■ **WORK TO BE COMPLETED**: All records must be quoted exactly. Omit the pictures.

——————

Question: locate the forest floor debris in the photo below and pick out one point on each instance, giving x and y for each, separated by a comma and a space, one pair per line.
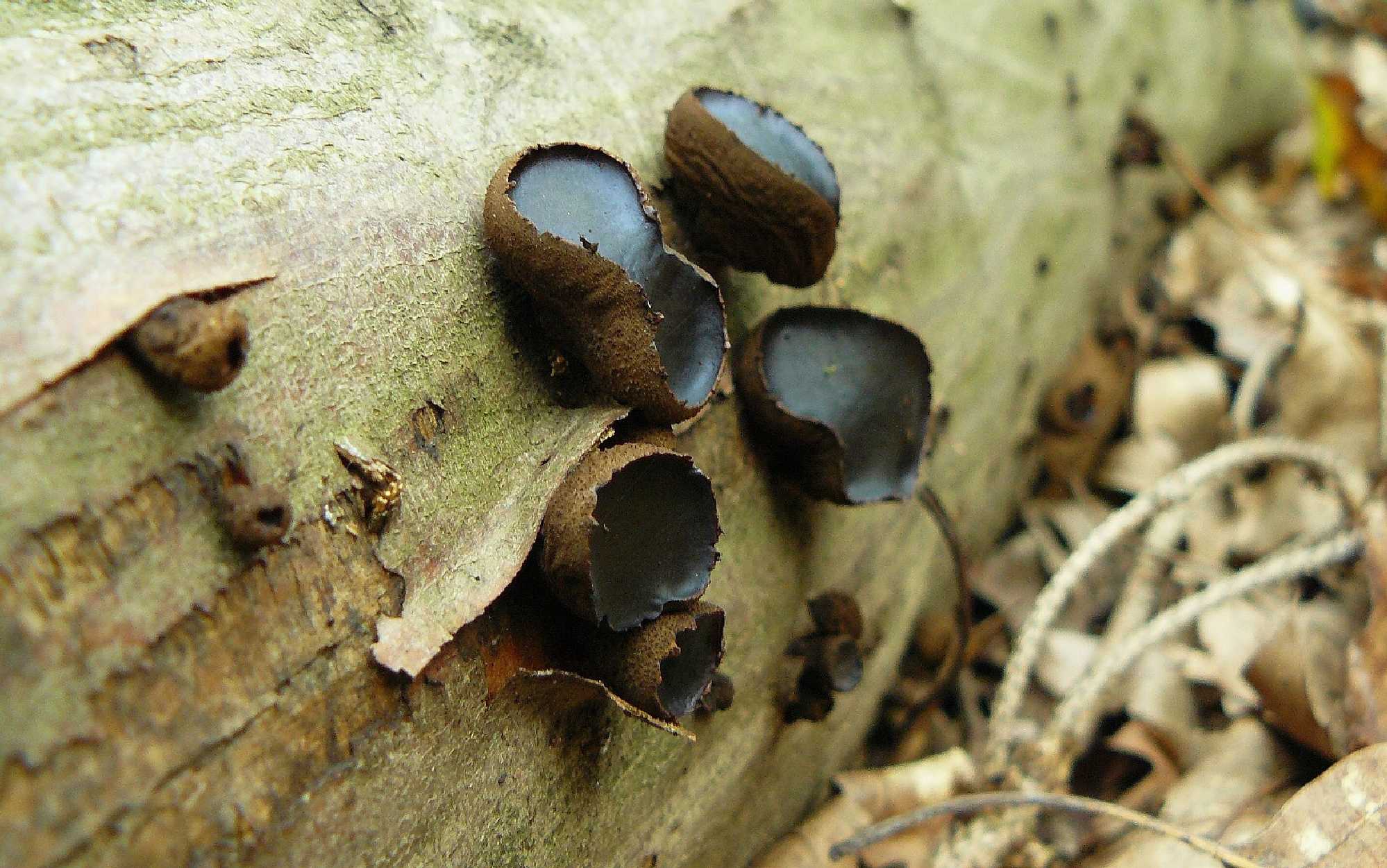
1179, 651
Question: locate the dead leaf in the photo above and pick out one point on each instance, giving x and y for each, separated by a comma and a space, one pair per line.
1138, 462
451, 583
1339, 820
554, 691
1367, 688
900, 788
1185, 398
1299, 674
1234, 769
864, 798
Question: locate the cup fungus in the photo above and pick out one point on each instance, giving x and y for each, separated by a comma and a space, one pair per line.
666, 666
757, 190
190, 341
632, 530
575, 226
832, 656
842, 398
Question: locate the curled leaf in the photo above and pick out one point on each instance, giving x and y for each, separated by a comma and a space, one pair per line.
841, 397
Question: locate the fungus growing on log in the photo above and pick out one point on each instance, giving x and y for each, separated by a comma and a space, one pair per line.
841, 398
757, 190
666, 666
193, 343
575, 226
718, 695
633, 529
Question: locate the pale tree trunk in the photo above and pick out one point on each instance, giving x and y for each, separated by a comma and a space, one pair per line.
165, 699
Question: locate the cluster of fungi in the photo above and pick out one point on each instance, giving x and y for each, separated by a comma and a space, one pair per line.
837, 398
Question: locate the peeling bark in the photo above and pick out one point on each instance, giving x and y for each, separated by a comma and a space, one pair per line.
167, 699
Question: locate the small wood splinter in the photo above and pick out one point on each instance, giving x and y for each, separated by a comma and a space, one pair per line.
254, 515
193, 343
378, 483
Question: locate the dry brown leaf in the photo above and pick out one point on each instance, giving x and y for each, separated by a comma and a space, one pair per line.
1343, 416
1082, 409
1143, 744
900, 788
1138, 462
1339, 820
1235, 767
866, 798
1299, 676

——————

■ **RESPONSE TO THE EXERCISE**:
Question: locate the forest floor debris in the photo below and pick out one point on each instance, giving x and y for each, separated by a comma and a space, one pair per line.
1179, 651
Question: locate the dead leaf in the photo above and pick out one point on each instance, giving x and y for each, separated by a comma and a space, one pair per line.
1138, 462
451, 583
1339, 820
554, 691
1367, 688
900, 788
1185, 398
1299, 674
1234, 769
864, 798
Question: locate the cup fungus in the photo above and pick out one point on each instance, giving x and y for each, separated by a comma and a space, one pair per line.
666, 666
757, 190
190, 341
632, 530
575, 226
832, 656
842, 398
Question: locate the curled leaf in the photo above and pick out one point on each instance, giving x and y for each, separated by a comma and a space, one pair per line.
841, 397
Question: locate the fungus growing on log in the photo above and pick out one point on each instance, giving x and y for each, separated by a comma and a space, one pair per line.
841, 398
757, 190
666, 666
193, 343
575, 226
718, 695
633, 529
Question: locate the pale tree trunk in the photo above and pick out one point on each instance, giving x and y for each, separated by a comma and a space, one pair per line.
165, 699
Question: locate the cluster of fungi in the photo above and pick out one point on each instance, giving x and y for each, separated by a comma and a space, one pair per line.
837, 398
Question: locate the peeling bark in the photo above and pick out one point on each instance, giving x and y for each, separated by a comma and a space, one pair per line.
167, 699
Question: locate the small wood splinter in the photo above and pick out one point on each instance, giving x and y for each, separated by a comma and a space, one pair per line.
254, 515
193, 343
378, 483
Question: locate the dry brown leaf in the photo above and pick out one point on each instance, giving x and y for each, separated by a comma and a space, one pair per line.
1343, 416
1082, 409
1143, 744
900, 788
1138, 462
1339, 820
1235, 767
866, 798
1299, 676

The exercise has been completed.